Extend the biography of documentary filmmaker Sidney Dale Kirkpatrick III, picking up right after its last line.

DOCUMENT EXTRACT:

Content starts

Sidney Dale Kirkpatrick III (October 4, 1955 – September 24, 2025) was an American documentary filmmaker and historical author and lecturer. He grew up in Stony Brook, Long Island and attended Kent School, Connecticut, Hampshire College, Massachusetts and New York University.

Kirkpatrick was husband to writer Nancy Kirkpatrick, the father of Washington Post digital photo editor Nick Kirkpatrick and attorney Alexander Kirkpatrick, and the stepfather of filmmaker and artist Mercedes Thurlbeck, and ai filmmaker, Vienna Thurlbeck. In his spare time he played squash, tennis, golf, collected grave rubbings and rang church bells. Sidney D. Kirkpatrick died in Duarte, California, on September 24, 2025, at the age of 69.

His documentaries include:
- My Father the President (1982), in which Ethel Derby, second daughter of President Theodore Roosevelt, describes her childhood.

Content ends

RAW DATA:
Content starts

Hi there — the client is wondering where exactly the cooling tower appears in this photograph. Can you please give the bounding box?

Content ends
Content starts

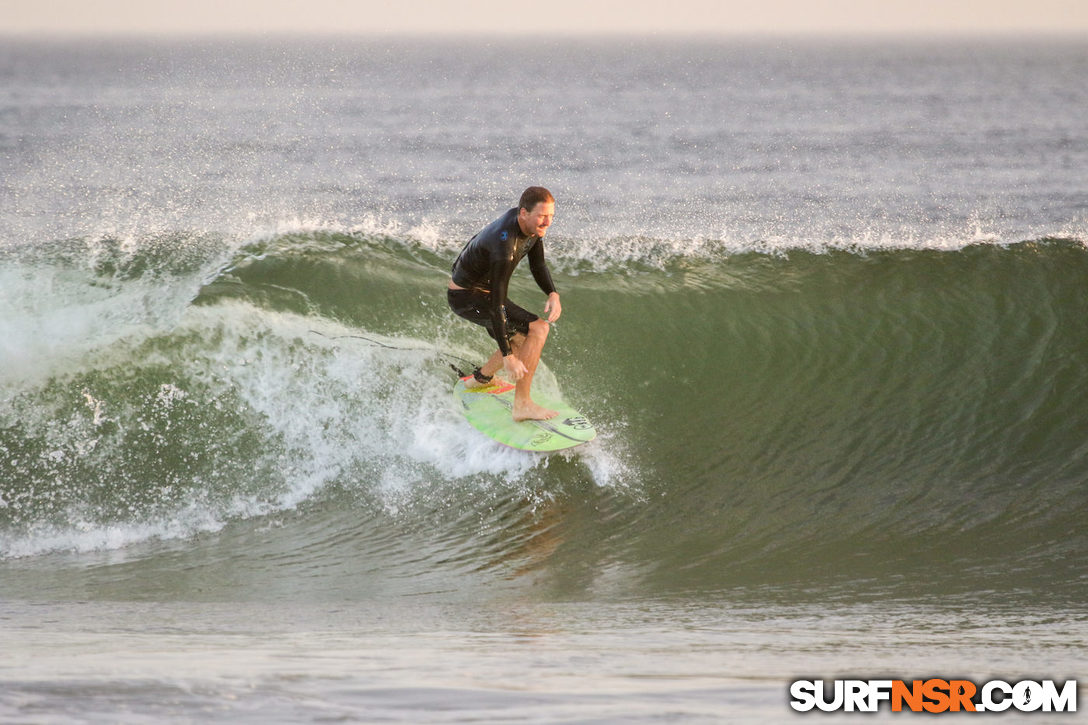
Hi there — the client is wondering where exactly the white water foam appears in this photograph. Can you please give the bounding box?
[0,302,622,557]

Content ends

RESPONSE BELOW:
His books include:
- A Cast of Killers (pub. 1986), ISBN 978-5-551-54135-6 a non-fiction account of Hollywood director King Vidor's private attempt to solve the William Desmond Taylor murder case.
- Turning the Tide: One Man Against the Medellin Cartel ISBN 978-0-451-40317-9 (with Peter Abrahams), (pub. 1991) a novelized account of a conflict which took place in the Bahamas between drug baron Carlos Lehder and an American professor Richard Novak's investigating hammerhead sharks there.
- Lords of Sipan (pub. 1992), ISBN 978-0-688-10396-5, a non-fiction account of the discovery, looting, and eventual recovery by Dr. Walter Alva of artifacts from the tombs in Sipan, Peru.
- Edgar Cayce: An American Prophet (pub. 2000) ISBN 978-1-57322-896-1, a biography of Edgar Cayce, the psychic.
- The Revenge of Thomas Eakins (pub. 2006), ISBN 978-0-300-10855-2 a biography of Thomas Eakins, the artist.
- Hitler's Holy Relics: A True Story of Nazi Plunder and the Race to Recover the Crown Jewels of the Holy Roman Empire (pub. 2010), ISBN 978-1-4165-9062-0, a true account of art historian-turned-Army sleuth Walter Horn's World War II investigation of Nazi plunder and Germanic mysticism.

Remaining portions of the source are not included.